Notice that when pressed on the Calvin Institutes, Piper immediately became a Biblicist. What you will eventually realize, if you care to pay attention, is that Calvinists don’t read the Calvin Institutes ever. They read a few select excerpt here and there and then pretend that it is their intellectual pedigree, which they then believe gives them the license to tell you what to think. You peg them down on what they think and then they just jump to some other source of intellectual pedigree.
This sort of intellectual two-step is a direct violation of Aristotle’s Law of Identity; that A is A. Something cannot be “A” and “not A” at the same time. But with Calvinists, orthodoxy can be anything they want it to be. They have no intellectual integrity. They are not committed to anything specific. This is why every time you start debating Calvinists your conversations go nowhere.
Any time you have such a conversation, what you must do is make them responsible for their intellectual pedigree. If at any point they want to reject any point of Calvinism, they are rejecting the roots of orthodoxy. You will see this comment consistently:
“Calvinists don’t believe everything that John Calvin said…The Bible says blah, blah, blah…”
____________________
## Tasks
- a) Answer these from the passage on Calvinists:
(i) What did Piper become when pressed on the Calvin Institutes?
(ii) Which law of Aristotle is said to be violated by the "intellectual two-step"?
(iii) What must you make Calvinists responsible for in such a conversation?
- b) Carry on the passage on Calvinists past its last quoted comment, in the same voice.
The listing after this point is separate from the passage on Calvinists.
____________________
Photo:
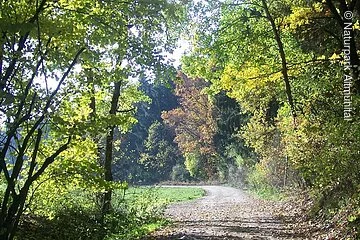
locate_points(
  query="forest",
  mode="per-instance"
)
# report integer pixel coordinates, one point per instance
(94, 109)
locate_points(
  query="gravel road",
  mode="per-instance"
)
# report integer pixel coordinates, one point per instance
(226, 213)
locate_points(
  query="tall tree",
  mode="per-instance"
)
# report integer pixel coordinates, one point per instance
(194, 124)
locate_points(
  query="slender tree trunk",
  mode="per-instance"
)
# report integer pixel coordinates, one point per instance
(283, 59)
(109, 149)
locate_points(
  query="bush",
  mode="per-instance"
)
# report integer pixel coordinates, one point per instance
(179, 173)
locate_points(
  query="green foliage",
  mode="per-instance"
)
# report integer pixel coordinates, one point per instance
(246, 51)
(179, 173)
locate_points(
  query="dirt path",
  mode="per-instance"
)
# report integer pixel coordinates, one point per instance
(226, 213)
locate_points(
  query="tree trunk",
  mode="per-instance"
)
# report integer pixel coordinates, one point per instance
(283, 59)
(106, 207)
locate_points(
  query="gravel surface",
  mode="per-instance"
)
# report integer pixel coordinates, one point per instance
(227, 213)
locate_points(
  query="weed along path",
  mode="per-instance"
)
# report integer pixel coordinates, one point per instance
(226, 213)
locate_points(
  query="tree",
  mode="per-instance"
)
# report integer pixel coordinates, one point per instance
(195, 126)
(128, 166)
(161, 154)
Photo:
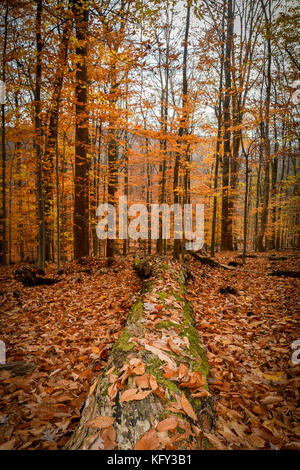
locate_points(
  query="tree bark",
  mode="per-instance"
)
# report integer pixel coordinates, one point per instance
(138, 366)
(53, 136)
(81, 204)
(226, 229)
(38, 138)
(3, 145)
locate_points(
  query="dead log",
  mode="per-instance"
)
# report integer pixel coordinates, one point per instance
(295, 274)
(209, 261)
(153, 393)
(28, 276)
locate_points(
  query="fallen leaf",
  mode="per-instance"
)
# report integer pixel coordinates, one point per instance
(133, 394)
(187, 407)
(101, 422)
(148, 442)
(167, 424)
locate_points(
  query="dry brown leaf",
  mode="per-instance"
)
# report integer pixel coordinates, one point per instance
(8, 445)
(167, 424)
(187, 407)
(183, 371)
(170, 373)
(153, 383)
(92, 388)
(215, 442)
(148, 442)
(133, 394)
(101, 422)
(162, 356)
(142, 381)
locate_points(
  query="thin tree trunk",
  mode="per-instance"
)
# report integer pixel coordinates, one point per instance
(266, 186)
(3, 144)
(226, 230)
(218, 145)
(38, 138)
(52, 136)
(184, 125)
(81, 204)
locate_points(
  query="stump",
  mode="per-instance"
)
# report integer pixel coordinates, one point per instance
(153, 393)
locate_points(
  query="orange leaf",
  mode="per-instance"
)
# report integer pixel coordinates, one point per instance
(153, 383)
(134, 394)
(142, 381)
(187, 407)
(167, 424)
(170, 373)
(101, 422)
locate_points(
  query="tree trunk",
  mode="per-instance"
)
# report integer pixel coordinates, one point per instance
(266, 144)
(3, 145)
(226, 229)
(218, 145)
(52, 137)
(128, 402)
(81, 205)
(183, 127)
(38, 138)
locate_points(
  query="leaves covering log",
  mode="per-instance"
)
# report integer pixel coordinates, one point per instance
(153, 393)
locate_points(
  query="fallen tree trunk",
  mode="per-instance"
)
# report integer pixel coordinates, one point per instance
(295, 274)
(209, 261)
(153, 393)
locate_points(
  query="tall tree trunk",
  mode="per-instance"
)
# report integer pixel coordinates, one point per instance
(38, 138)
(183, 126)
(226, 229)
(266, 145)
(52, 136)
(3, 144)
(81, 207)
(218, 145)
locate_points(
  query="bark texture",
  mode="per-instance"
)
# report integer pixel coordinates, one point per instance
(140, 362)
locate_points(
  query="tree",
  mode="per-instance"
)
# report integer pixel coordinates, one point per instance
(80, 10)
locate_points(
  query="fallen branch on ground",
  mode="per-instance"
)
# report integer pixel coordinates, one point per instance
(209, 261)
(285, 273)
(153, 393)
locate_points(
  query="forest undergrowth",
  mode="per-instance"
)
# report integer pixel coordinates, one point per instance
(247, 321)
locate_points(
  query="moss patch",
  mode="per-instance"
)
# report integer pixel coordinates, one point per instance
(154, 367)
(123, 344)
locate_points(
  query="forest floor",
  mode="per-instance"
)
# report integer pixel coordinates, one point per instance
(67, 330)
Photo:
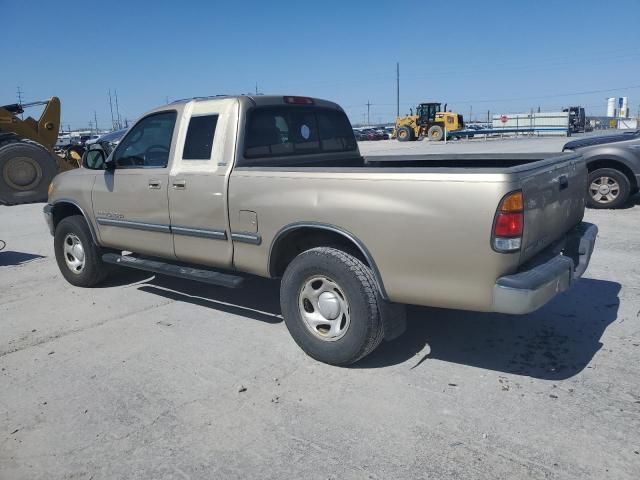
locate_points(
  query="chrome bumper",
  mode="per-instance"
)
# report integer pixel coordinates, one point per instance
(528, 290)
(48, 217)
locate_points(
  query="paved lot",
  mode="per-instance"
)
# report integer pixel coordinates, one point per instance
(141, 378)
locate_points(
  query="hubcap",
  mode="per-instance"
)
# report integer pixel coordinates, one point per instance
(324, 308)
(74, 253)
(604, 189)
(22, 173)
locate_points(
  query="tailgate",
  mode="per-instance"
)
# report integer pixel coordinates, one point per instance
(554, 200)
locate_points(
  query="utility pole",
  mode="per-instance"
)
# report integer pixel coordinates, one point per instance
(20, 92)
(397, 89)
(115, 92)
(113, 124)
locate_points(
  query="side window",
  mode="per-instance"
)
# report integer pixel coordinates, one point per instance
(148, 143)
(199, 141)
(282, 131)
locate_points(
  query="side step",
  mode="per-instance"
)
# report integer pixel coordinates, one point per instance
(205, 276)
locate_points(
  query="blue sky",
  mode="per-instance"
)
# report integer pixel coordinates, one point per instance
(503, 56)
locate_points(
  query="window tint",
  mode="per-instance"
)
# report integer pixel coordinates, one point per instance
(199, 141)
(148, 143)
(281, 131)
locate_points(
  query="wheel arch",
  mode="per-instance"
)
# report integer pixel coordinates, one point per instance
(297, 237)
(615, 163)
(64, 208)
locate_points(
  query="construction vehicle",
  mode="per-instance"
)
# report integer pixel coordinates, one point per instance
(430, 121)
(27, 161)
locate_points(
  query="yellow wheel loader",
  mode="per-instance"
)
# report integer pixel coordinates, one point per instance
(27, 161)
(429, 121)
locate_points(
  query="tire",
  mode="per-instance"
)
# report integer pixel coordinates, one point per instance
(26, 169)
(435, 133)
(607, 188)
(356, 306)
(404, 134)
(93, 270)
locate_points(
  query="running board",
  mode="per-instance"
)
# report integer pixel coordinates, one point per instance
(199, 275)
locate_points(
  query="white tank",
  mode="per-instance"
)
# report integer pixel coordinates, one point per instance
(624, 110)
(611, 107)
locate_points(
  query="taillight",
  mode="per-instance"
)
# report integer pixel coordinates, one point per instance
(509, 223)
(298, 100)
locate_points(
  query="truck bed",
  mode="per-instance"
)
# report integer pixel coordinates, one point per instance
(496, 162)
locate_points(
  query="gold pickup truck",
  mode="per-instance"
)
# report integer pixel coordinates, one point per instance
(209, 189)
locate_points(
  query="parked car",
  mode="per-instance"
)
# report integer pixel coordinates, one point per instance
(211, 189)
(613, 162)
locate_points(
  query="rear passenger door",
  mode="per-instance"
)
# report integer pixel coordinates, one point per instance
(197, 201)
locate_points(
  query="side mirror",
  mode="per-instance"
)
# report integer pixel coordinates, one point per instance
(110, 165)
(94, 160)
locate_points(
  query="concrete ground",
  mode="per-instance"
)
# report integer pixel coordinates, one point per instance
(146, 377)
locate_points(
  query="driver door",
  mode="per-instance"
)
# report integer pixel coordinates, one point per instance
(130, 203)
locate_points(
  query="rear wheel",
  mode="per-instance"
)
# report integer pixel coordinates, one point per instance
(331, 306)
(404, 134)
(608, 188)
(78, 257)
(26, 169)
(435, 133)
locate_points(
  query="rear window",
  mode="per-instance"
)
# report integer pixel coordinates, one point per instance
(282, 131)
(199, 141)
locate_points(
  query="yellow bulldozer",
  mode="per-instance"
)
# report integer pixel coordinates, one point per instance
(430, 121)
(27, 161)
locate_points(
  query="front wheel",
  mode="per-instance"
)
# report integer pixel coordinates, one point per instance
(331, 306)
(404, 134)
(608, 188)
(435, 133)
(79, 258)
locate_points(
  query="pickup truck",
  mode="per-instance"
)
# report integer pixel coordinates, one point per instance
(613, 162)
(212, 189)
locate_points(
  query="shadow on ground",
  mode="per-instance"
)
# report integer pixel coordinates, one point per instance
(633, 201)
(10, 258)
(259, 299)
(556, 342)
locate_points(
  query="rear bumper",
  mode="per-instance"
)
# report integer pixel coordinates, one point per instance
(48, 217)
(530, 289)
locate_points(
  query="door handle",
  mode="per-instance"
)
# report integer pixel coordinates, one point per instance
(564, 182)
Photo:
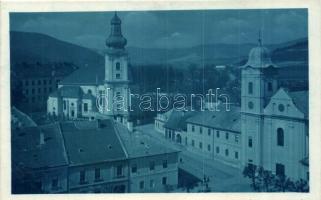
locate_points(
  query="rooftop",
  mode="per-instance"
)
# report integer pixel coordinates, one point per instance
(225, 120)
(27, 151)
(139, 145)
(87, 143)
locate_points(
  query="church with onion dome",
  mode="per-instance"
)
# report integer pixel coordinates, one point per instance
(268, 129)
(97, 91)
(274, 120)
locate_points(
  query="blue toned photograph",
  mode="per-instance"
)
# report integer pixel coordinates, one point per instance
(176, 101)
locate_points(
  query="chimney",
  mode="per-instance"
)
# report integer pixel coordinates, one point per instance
____________________
## The responses
- a)
(i) A Biblicist.
(ii) The Law of Identity, that A is A.
(iii) Their intellectual pedigree.

- b)
This is a glittering gem of colossal ignorance. It kills me every time I see it. I guarantee if you read anybody’s blog and you take somebody to task you will get a similar response. Pay attention to this. This is the formulation. They will identify themselves as Calvinists, and then they will pretend that they don’t believe what Calvin said. Suddenly they are independent thinkers and Biblicists. This is a gambit to what they believe they control – Biblical interpretation.
The next time you hear this line of logic, what you must say is, “So, you reject John Calvin’s ideas? Excellent! We agree on something. In your copy of Calvin’s Institutes, show me specifically to what you object.” This must be the only answer you will accept, but here is the thing; they will never do it. They will want to play their gambit of Biblical interpretation because they believe they own it.
Your rebuttal when they go back to the Bible, you say, “So, you are really saying that Calvin’s ideas are not in the Bible, right?” If they have to constantly run back to the Bible, then that means they cannot find those ideas in the Calvin’s Institutes. The moment they concede that point, then the next question you ask is, “So that means that Calvin’s teachings are unbiblical, right? That would make him a heretic, right?” Follow this progression of questioning, and don’t let them leave this point! They must commit to what they are advocating.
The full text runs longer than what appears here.